(Page excerpt Opens)

Getting the TV industry’s attention!

Getting the TV industry’s attention!
I know that my friends in the TV business are tired of the doom and gloom prophecies, but the handwriting is so clearly on the wall that it demands repeating. One of the clearest warnings yet comes today from Tim Hanlon, the New Media guy at ad giant, Starcom MediaVest Group. It’s a “must read” from somebody who really knows what he’s talking about. He says television is on the verge of a nervous breakdown and that part of the blame is the way we try to account for viewing.

Local people meters, portable people meters and the inclusion of DVR data into today’s 5,000 home national samples are nice, small steps forward. But they are mere Band-Aids compared to the radical surgery the TV industry needs in the coming years. In 2007, when DVRs reach 30% of U.S. HHs and VOD is available in every digital cable home, are we still going to be counting on consumers to fill out paper diaries and push 1980s-era pushbuttons to accurately measure their fast-moving video consumption habits? And spend billions of marketer dollars based on it?

If we do, the ad-supported television business is doomed.

Hanlon’s spot on in calling for an entirely new system of measuring audiences, and I agree with him that consumers alone can’t bear the burden of programming production and distribution costs. That’s advertising’s important role, and there has always been a silent agreement about this between networks and viewers. That television has breached that contract is evident when one considers the reality that one-third of prime-time television is now commercials and other promotional material. So an archaic audience measurement system is only a part of the overall problem.

I also want to add that what’s happening in this industry is a lesson in Postmodern economics, because — as Hanlon so brilliantly points out — the disruptive technologies that are impacting the business ALL empower the end user. TV is a top-down industry in an evolving bottom-up marketplace. The farther one steps away from the trees, the more clearly one can see this particular forest.

(Page excerpt Closes)
(Given information Opens)

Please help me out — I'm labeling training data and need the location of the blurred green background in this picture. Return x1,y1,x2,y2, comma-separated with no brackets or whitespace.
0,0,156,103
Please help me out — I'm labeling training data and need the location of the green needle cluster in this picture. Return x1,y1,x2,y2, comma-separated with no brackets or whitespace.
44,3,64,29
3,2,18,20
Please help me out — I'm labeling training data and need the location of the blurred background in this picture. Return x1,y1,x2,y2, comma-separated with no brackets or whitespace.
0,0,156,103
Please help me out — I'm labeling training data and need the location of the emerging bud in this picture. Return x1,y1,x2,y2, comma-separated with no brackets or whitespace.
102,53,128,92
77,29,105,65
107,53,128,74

(Given information Closes)
(Given information Opens)

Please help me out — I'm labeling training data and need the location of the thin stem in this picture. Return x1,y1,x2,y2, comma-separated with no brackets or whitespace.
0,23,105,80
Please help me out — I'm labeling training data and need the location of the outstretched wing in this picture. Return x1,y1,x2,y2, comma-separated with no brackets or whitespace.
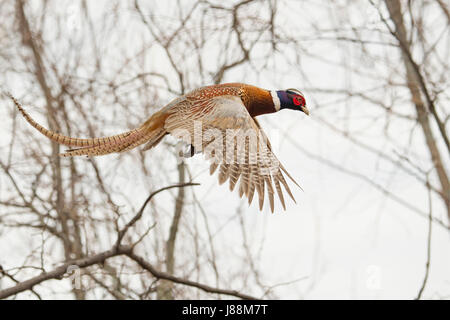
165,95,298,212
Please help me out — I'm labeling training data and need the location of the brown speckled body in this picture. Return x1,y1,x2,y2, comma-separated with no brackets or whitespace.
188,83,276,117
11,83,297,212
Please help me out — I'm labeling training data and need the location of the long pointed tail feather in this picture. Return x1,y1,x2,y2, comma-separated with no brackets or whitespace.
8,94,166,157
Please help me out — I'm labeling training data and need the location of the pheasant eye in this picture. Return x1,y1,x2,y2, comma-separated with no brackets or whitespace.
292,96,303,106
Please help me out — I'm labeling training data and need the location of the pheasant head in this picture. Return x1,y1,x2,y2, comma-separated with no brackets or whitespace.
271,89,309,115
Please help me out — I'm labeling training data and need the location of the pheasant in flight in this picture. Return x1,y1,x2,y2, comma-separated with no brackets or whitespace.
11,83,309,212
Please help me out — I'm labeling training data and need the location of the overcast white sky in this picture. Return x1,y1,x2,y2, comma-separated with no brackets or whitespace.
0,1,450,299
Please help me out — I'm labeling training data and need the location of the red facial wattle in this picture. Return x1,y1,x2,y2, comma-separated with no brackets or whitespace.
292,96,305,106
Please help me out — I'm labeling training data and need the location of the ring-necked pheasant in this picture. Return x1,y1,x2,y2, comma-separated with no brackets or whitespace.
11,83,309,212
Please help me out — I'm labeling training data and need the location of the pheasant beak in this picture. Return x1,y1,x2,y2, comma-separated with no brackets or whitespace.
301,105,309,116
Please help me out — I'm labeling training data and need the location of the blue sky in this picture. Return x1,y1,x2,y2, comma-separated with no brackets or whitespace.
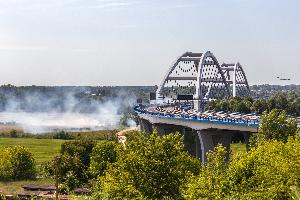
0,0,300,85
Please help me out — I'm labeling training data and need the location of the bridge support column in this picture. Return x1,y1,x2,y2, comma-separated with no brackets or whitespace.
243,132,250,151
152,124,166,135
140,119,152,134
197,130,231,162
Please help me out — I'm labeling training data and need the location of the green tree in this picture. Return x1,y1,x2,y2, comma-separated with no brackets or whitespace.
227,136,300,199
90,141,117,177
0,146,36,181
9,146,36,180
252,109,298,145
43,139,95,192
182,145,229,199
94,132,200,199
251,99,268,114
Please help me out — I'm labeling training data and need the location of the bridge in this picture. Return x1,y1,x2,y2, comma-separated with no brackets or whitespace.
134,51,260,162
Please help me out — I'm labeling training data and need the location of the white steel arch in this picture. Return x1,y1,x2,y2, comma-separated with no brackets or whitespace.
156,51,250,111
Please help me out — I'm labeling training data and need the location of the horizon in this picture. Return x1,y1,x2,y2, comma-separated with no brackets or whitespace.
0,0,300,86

(Given information Closes)

◆ **Task goal**
Please say whether each statement agrees with the post on TV audience measurement, answering yes or no and quoting the post's deciding words.
1. Tim Hanlon works at Starcom MediaVest Group.
2. The post says one-half of prime-time television is now commercials and other promotional material.
3. The writer holds that consumers alone can pay for programming production and distribution.
You can ignore the rows.

◆ **Task output**
1. Yes: "Tim Hanlon, the New Media guy at ad giant, Starcom MediaVest Group"
2. No: "one-third of prime-time television is now commercials and other promotional material"
3. No: "consumers alone can’t bear the burden of programming production and distribution costs"